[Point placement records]
● ● ● ● ●

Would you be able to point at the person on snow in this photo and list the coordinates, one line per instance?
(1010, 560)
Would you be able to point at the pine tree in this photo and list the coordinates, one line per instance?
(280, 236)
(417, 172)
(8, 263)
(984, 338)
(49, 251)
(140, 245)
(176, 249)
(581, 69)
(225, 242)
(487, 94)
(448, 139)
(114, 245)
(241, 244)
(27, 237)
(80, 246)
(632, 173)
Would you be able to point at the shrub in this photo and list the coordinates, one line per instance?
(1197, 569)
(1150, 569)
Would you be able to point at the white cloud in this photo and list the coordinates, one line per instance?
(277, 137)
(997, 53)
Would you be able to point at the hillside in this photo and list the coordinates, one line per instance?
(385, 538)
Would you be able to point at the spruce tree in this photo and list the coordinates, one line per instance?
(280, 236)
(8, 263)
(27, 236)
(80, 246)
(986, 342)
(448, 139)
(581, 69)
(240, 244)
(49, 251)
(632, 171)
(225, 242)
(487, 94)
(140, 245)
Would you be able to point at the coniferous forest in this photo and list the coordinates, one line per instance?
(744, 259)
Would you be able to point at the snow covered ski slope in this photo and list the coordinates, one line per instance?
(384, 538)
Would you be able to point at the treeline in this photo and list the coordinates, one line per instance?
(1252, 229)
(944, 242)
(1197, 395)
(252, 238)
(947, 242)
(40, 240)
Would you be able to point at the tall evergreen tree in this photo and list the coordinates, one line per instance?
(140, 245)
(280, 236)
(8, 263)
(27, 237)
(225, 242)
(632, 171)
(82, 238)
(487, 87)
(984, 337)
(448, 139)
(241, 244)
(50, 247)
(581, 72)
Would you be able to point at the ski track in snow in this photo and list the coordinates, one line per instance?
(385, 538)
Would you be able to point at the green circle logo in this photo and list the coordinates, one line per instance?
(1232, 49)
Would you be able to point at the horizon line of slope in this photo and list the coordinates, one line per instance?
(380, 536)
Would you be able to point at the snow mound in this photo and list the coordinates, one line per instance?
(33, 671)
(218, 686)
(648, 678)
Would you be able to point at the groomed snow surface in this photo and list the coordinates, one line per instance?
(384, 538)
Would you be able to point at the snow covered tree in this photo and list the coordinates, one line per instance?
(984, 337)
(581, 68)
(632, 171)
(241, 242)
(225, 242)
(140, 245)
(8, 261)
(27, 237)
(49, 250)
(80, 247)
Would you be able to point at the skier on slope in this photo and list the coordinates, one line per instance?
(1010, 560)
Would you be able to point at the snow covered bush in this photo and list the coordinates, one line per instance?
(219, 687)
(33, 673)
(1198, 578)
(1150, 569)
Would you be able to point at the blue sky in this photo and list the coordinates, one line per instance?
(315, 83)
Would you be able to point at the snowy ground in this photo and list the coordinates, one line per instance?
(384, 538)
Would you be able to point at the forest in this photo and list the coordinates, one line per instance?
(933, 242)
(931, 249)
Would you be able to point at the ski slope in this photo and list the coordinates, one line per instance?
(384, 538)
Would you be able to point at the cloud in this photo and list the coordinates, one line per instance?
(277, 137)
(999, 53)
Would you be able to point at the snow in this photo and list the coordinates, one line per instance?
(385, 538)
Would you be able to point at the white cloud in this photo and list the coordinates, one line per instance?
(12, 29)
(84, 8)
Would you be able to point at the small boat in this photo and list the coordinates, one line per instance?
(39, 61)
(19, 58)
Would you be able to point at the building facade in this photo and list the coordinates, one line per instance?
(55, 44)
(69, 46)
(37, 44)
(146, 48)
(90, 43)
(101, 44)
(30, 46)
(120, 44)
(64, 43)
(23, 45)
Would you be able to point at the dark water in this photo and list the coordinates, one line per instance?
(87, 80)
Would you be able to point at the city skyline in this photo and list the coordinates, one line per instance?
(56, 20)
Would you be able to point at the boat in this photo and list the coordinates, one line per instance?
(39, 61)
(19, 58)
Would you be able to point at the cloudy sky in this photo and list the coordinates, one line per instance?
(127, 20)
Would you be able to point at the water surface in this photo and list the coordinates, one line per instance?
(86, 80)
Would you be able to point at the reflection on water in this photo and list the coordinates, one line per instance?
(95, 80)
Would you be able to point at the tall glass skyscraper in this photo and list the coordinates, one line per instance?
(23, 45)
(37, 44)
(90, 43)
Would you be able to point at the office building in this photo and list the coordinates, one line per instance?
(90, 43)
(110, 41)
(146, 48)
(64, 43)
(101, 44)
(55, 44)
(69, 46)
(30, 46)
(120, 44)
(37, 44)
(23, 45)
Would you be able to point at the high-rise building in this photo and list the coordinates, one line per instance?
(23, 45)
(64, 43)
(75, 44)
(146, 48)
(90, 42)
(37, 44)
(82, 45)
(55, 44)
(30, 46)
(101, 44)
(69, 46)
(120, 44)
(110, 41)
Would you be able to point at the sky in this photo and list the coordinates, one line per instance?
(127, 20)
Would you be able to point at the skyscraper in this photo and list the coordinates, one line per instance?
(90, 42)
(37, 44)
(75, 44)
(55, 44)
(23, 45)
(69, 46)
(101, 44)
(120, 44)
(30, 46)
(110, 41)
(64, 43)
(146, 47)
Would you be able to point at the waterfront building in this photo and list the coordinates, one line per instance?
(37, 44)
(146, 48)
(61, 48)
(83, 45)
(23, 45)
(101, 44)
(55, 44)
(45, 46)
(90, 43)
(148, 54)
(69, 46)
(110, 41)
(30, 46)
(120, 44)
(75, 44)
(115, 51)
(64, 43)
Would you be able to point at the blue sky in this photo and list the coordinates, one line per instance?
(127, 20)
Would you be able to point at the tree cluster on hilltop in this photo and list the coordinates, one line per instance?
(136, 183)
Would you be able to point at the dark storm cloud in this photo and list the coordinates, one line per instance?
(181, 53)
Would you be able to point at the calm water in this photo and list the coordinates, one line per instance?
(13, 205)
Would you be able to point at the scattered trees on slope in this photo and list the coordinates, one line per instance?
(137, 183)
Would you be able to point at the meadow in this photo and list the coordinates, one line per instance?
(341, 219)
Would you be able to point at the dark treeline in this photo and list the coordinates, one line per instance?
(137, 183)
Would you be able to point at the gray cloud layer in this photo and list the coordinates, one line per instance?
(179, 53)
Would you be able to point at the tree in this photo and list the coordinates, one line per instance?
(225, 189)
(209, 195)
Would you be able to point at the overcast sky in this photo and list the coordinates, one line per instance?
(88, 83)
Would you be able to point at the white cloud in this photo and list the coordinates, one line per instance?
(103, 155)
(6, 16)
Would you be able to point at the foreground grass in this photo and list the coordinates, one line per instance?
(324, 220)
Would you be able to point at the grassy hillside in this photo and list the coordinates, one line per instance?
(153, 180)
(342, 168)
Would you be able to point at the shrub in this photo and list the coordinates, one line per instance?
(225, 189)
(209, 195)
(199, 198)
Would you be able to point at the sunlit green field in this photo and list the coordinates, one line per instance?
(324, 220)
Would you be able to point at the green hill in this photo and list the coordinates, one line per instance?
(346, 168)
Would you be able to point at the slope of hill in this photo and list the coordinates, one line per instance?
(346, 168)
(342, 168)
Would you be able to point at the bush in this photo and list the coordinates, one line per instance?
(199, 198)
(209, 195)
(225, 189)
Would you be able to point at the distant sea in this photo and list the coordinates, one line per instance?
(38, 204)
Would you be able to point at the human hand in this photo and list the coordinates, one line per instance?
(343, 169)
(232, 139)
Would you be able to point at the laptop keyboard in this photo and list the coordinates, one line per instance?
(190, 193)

● ● ● ● ●

## Given exercise
Output each record exactly, leaving nothing out.

## Task answer
Would you be able to point at the person on snow in this photo and list the coordinates, one line per instance?
(1010, 560)
Would you be able to point at the pine tree in this photo and list the coordinates, one line per instance?
(280, 236)
(417, 172)
(8, 263)
(984, 338)
(49, 251)
(140, 245)
(176, 249)
(581, 69)
(225, 242)
(487, 94)
(448, 139)
(114, 245)
(241, 244)
(27, 237)
(80, 246)
(632, 173)
Would you be able to point at the shrub in this photo and list the coordinates, one line per instance?
(1197, 569)
(1150, 569)
Would you be able to point at the white cloud in this photo and list the coordinates, one line per instance?
(277, 137)
(997, 53)
Would you be able to point at the hillside in this photo and list the coordinates, one line per instance?
(385, 538)
Would you be able to point at the spruce tree in this photo and list the coordinates, one line per instance?
(280, 236)
(8, 263)
(27, 236)
(80, 246)
(986, 342)
(448, 139)
(581, 69)
(240, 244)
(49, 251)
(632, 171)
(225, 242)
(487, 94)
(140, 245)
Would you be able to point at the coniferous forest in this photo and list the coordinates, one line per instance?
(744, 259)
Would you be able to point at the snow covered ski slope in this photo and list the coordinates, one line per instance?
(384, 538)
Would you be able to point at the treeline in this photo and list the coordinates, one line per instance?
(1252, 229)
(944, 242)
(1197, 395)
(252, 238)
(947, 242)
(40, 240)
Would you be able to point at the tall evergreen tree in this photo and list the coordinates, one line per instance?
(140, 245)
(280, 236)
(8, 263)
(27, 237)
(225, 242)
(632, 171)
(82, 238)
(487, 87)
(984, 337)
(448, 139)
(241, 244)
(50, 247)
(581, 72)
Would you be able to point at the ski track in snow in this photo and list the coordinates, one line per instance?
(385, 538)
Would you be able to point at the green circle logo in this photo and list the coordinates, one line per instance?
(1232, 49)
Would you be able to point at the horizon line of slope in this photo and list the coordinates, one line per instance?
(380, 536)
Would you be able to point at the snow mound in this photo and list the coordinates, one line per instance?
(33, 671)
(218, 686)
(648, 678)
Would you be able to point at the groomed snow surface in this photo and list the coordinates, one line per instance?
(384, 538)
Would you be able to point at the snow covered tree in this photo and list the coordinates, one line per instance?
(984, 337)
(581, 68)
(632, 171)
(241, 242)
(225, 242)
(140, 245)
(8, 261)
(27, 237)
(49, 250)
(80, 247)
Would you be able to point at the skier on slope in this photo and list the coordinates, one line per instance?
(1010, 560)
Would you be able to point at the snow covered bush in this photo and list the coordinates, one line per instance?
(219, 687)
(33, 673)
(1198, 578)
(1150, 569)
Would you be able to point at the blue sky in this photo and list the coordinates, one line per instance?
(315, 83)
Would you be able to point at the snowy ground in this photo and list the coordinates, one line per instance?
(384, 538)
Would you be able to point at the forest in this photo and list the coordinates, one line per instance?
(933, 242)
(931, 249)
Would you be able to point at the ski slope in this photo and list the coordinates, one line per instance?
(384, 538)
Would you be able to point at the cloud in this photo and list the coordinates, one line per instance?
(277, 137)
(999, 53)
Would you be able to point at the snow in this photo and list the coordinates, one line per instance?
(385, 538)
Would you be able to point at the white cloud in this photo and list the coordinates, one line per instance?
(12, 29)
(84, 8)
Would you be able to point at the small boat in this photo and list the coordinates, one line per instance?
(39, 61)
(19, 58)
Would you be able to point at the building facade in this photo and list the coordinates, one line per instance?
(55, 44)
(69, 46)
(37, 44)
(146, 48)
(90, 43)
(101, 44)
(30, 46)
(120, 44)
(64, 43)
(23, 45)
Would you be able to point at the dark water in this photo and list the coordinates, one line per instance?
(87, 80)
Would you be able to point at the city skyline in this photo and list the coordinates, one line per instance?
(56, 20)
Would you be able to point at the boat in this photo and list the coordinates, one line per instance?
(39, 61)
(19, 58)
Would you be able to point at the cloudy sky in this photo and list the coordinates, one line per instance?
(127, 20)
Would you be able to point at the water surface in this photo and list the coordinates, one line per instance?
(86, 80)
Would you be able to point at the reflection on water in this photo and list the coordinates, one line per instance?
(95, 80)
Would you be able to point at the tall glass skyscraper in this photo and list the coordinates, one line per instance?
(23, 45)
(37, 44)
(90, 43)
Would you be able to point at the office building in this photo and list the coordinates, one line per instance?
(90, 43)
(110, 41)
(146, 48)
(64, 43)
(101, 44)
(55, 44)
(69, 46)
(30, 46)
(120, 44)
(37, 44)
(23, 45)
Would you be able to point at the high-rise building in this photo and list the coordinates, one line per instance?
(23, 45)
(64, 43)
(75, 44)
(146, 48)
(90, 42)
(37, 44)
(82, 45)
(55, 44)
(30, 46)
(101, 44)
(69, 46)
(120, 44)
(110, 41)
Would you be able to point at the sky in this photo and list the coordinates, one line per instance?
(127, 20)
Would you be able to point at the skyscraper in this photo and list the coordinates, one line per instance?
(90, 42)
(37, 44)
(75, 44)
(55, 44)
(23, 45)
(69, 46)
(101, 44)
(120, 44)
(30, 46)
(110, 41)
(64, 43)
(146, 47)
Would you be able to point at the waterfront building in this photo and list the coordinates, one line per instance?
(37, 44)
(146, 48)
(61, 48)
(83, 45)
(23, 45)
(101, 44)
(55, 44)
(45, 46)
(90, 43)
(148, 54)
(69, 46)
(110, 41)
(30, 46)
(120, 44)
(75, 44)
(115, 51)
(64, 43)
Would you be able to point at the blue sky in this photo and list the coordinates, one line per instance?
(127, 20)
Would you be able to point at the tree cluster on hilltop in this photo and list the coordinates, one line per instance?
(136, 183)
Would you be able to point at the dark storm cloud in this photo and list the coordinates, one line per instance?
(181, 53)
Would you be able to point at the calm water in this photo and list the coordinates, one line per instance?
(13, 205)
Would you be able to point at the scattered trees on slope in this photo and list the coordinates, one line per instance?
(137, 183)
Would you be able to point at the meadow in this photo and list the coordinates, one line per instance?
(341, 219)
Would you be able to point at the dark treeline in this photo and list the coordinates, one line per instance?
(137, 183)
Would you be able to point at the gray cloud layer in this photo and list the coordinates, one line per instance?
(179, 53)
Would you be able to point at the tree in this photo and list the coordinates, one line per instance?
(225, 189)
(209, 195)
Would you be able to point at the overcast sky in this photo and list the coordinates, one line per instance?
(88, 83)
Would you be able to point at the white cloud in this photo and list the coordinates, one line per instance?
(103, 155)
(6, 16)
Would you be able to point at the foreground grass in this photo and list the coordinates, one line per instance?
(324, 220)
Would you be able to point at the grassy hillside in this photo and list the coordinates, one line per instance?
(153, 180)
(342, 168)
Would you be able to point at the shrub in this photo and list the coordinates, one line per instance?
(225, 189)
(209, 195)
(199, 198)
Would you be able to point at the sunlit green field in this photo and list the coordinates, one line per instance?
(324, 220)
Would you be able to point at the green hill in this photo and list the coordinates, one line per instance?
(346, 168)
Would you be able to point at the slope of hill in this photo and list the coordinates, one line per instance?
(346, 168)
(342, 168)
Would you be able to point at the bush in this photo and list the coordinates, one line per instance?
(199, 198)
(209, 195)
(225, 189)
Would you be able to point at the distant sea in this photo and list the coordinates, one line per instance?
(38, 204)
Would you be able to point at the human hand in this photo and list the coordinates, one line per instance?
(343, 169)
(232, 139)
Would you be able to point at the laptop keyboard in this photo and list the coordinates, one line per instance?
(190, 193)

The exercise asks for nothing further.